** DIRECTION **
Rewrite everything from the start of the records down to the line containing "Return the mask", switching "even-odd" for "nonzero" and leaving everything else unchanged.

** DATA ENTRIES **
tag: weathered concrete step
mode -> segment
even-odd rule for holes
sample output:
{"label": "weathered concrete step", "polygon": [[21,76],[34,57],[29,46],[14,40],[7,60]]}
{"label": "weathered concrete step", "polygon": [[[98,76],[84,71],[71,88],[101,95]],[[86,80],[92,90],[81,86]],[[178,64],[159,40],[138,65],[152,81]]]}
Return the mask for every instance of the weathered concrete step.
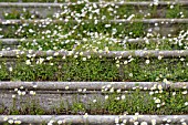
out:
{"label": "weathered concrete step", "polygon": [[[17,119],[14,119],[17,118]],[[136,121],[140,125],[186,125],[188,115],[0,115],[0,123],[6,123],[3,119],[21,121],[23,124],[39,125],[41,123],[60,123],[71,125],[114,125],[126,124],[133,125]]]}
{"label": "weathered concrete step", "polygon": [[[103,87],[107,86],[114,87],[114,90],[121,88],[122,91],[135,90],[135,87],[146,91],[157,85],[161,85],[165,91],[169,91],[169,88],[181,90],[184,86],[188,90],[188,82],[0,82],[0,90],[10,91],[23,86],[27,90],[38,91],[77,91],[77,88],[86,88],[98,93]],[[145,90],[144,87],[147,88]]]}
{"label": "weathered concrete step", "polygon": [[[146,24],[175,24],[175,23],[188,23],[188,19],[122,19],[122,20],[98,20],[100,22],[109,22],[109,23],[133,23],[133,22],[142,22]],[[9,25],[9,24],[23,24],[23,23],[66,23],[66,20],[52,20],[52,19],[35,19],[35,20],[1,20],[0,24]],[[70,22],[79,22],[76,20],[70,20]],[[82,22],[90,22],[90,20],[84,20]]]}
{"label": "weathered concrete step", "polygon": [[[27,56],[27,55],[34,55],[35,58],[39,56],[69,56],[69,55],[79,55],[81,52],[75,51],[21,51],[21,50],[11,50],[11,51],[0,51],[1,58],[15,58],[19,55]],[[102,52],[82,52],[82,56],[87,55],[95,55],[95,56],[103,56],[103,58],[182,58],[188,55],[188,50],[173,50],[173,51],[155,51],[155,50],[135,50],[135,51],[102,51]]]}
{"label": "weathered concrete step", "polygon": [[[29,12],[30,14],[33,14],[38,18],[49,18],[49,17],[53,17],[54,13],[59,12],[60,17],[61,13],[64,11],[64,6],[76,6],[76,3],[7,3],[7,2],[0,2],[0,19],[7,19],[7,17],[4,15],[4,13],[12,13],[12,17],[15,17],[15,14],[21,13],[22,15],[24,15],[24,12]],[[77,3],[79,4],[79,3]],[[117,11],[117,13],[115,15],[122,15],[122,13],[118,13],[118,11],[121,12],[122,10],[125,12],[124,14],[127,14],[127,18],[129,17],[129,14],[135,14],[135,15],[147,15],[148,13],[150,13],[150,18],[166,18],[167,14],[171,14],[177,13],[179,14],[179,12],[182,12],[186,17],[187,15],[187,1],[182,1],[182,2],[164,2],[160,1],[158,2],[158,6],[153,8],[152,4],[154,4],[154,2],[88,2],[87,4],[106,4],[108,7],[106,7],[106,9],[111,8],[111,4],[115,4],[118,6],[119,8],[114,8],[114,11]],[[173,4],[174,8],[177,8],[176,6],[179,6],[179,9],[176,9],[176,11],[169,9],[169,4]],[[156,9],[157,8],[157,9]],[[24,10],[24,11],[23,11]],[[127,10],[127,11],[126,11]],[[107,12],[107,11],[106,11]],[[111,13],[111,12],[107,12]],[[103,12],[104,14],[104,12]],[[11,17],[11,18],[12,18]],[[17,17],[19,18],[19,17]],[[31,17],[30,17],[31,18]],[[114,17],[115,18],[115,17]],[[173,18],[173,17],[171,17]],[[177,17],[174,17],[177,18]]]}
{"label": "weathered concrete step", "polygon": [[[1,38],[38,38],[43,35],[42,32],[44,30],[50,30],[54,28],[55,24],[62,25],[63,29],[67,29],[67,24],[74,22],[75,24],[72,23],[71,29],[73,29],[74,25],[77,24],[76,21],[69,21],[66,22],[65,20],[51,20],[51,19],[44,19],[44,20],[7,20],[7,21],[0,21],[0,35]],[[85,25],[92,27],[94,22],[84,22]],[[144,35],[146,32],[153,33],[153,35],[160,34],[160,37],[168,37],[169,34],[171,37],[178,35],[178,33],[181,30],[187,30],[188,27],[188,19],[134,19],[134,20],[109,20],[109,21],[98,21],[98,24],[96,27],[105,25],[111,23],[111,28],[113,29],[116,28],[117,32],[122,32],[123,35],[129,35],[129,32],[137,32],[140,35]],[[41,28],[41,24],[46,25],[45,28]],[[133,27],[132,27],[133,24]],[[30,35],[31,33],[29,32],[25,25],[29,25],[33,29],[33,33],[38,32],[38,35]],[[79,32],[83,32],[82,28],[79,27],[76,30]],[[88,28],[88,29],[87,29]],[[85,30],[91,30],[90,27],[85,28]],[[22,29],[21,32],[20,30]],[[25,29],[25,30],[24,30]],[[60,31],[60,30],[58,30]],[[129,32],[128,32],[129,31]],[[52,31],[51,31],[52,32]],[[96,29],[95,32],[100,32],[98,29]],[[112,33],[112,30],[107,30],[105,32]],[[39,35],[40,34],[40,35]],[[137,34],[138,35],[138,34]],[[145,34],[146,35],[146,34]]]}
{"label": "weathered concrete step", "polygon": [[[55,39],[0,39],[0,50],[23,50],[23,49],[34,49],[31,46],[27,46],[27,44],[33,44],[34,42],[48,42],[48,41],[55,41]],[[59,41],[66,41],[66,40],[59,40]],[[48,42],[50,43],[50,42]],[[76,43],[80,43],[81,45],[77,45]],[[72,50],[82,50],[80,49],[82,45],[84,44],[92,44],[92,40],[87,40],[87,42],[84,42],[83,40],[74,40],[71,43],[66,43],[66,44],[74,44]],[[153,39],[146,39],[146,38],[137,38],[137,39],[124,39],[124,40],[119,40],[118,43],[116,43],[117,45],[119,45],[119,48],[117,49],[113,49],[111,51],[116,51],[116,50],[186,50],[186,48],[182,49],[181,45],[179,44],[184,44],[187,45],[188,44],[188,38],[165,38],[165,39],[159,39],[159,38],[153,38]],[[175,48],[175,44],[177,44],[178,46]],[[62,46],[63,48],[63,46]],[[154,49],[155,48],[155,49]],[[49,49],[51,50],[51,49]],[[69,50],[69,49],[65,49]],[[103,49],[104,50],[104,49]]]}
{"label": "weathered concrete step", "polygon": [[[140,91],[136,91],[138,88]],[[129,101],[143,95],[145,97],[140,98],[142,101],[152,103],[153,96],[149,95],[149,92],[161,90],[163,93],[171,93],[174,90],[177,94],[178,91],[186,92],[188,82],[0,82],[0,107],[1,110],[22,108],[24,111],[24,106],[34,104],[46,111],[43,114],[48,114],[48,112],[51,114],[52,111],[61,108],[61,105],[63,106],[61,110],[72,110],[72,105],[81,103],[86,110],[93,110],[96,107],[94,102],[96,101],[100,105],[98,108],[105,108],[106,97],[114,98],[125,95],[125,98]],[[137,94],[135,95],[135,93]],[[181,100],[187,102],[187,94],[181,95]]]}
{"label": "weathered concrete step", "polygon": [[[33,42],[33,40],[34,41],[41,41],[42,39],[0,39],[0,44],[1,45],[19,45],[20,42]],[[122,40],[122,41],[124,41],[125,43],[145,43],[146,41],[147,42],[160,42],[160,41],[171,41],[171,40],[175,40],[175,41],[177,40],[178,41],[177,38],[166,38],[166,39],[159,39],[159,38],[153,38],[153,39],[137,38],[137,39],[125,39],[125,40]],[[75,41],[81,41],[81,40],[75,40]],[[185,39],[185,41],[188,41],[188,38]]]}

** SOLUTION TO THIS TASK **
tag: weathered concrete step
mode -> segment
nonzero rule for holes
sample output:
{"label": "weathered concrete step", "polygon": [[21,76],[34,57],[29,46],[14,40],[7,60]]}
{"label": "weathered concrete step", "polygon": [[[98,76],[84,71],[71,88],[101,95]],[[86,80],[92,90],[81,86]],[[178,64],[159,40],[138,65],[152,81]]]}
Return the mask for every instance of the weathered concrete step.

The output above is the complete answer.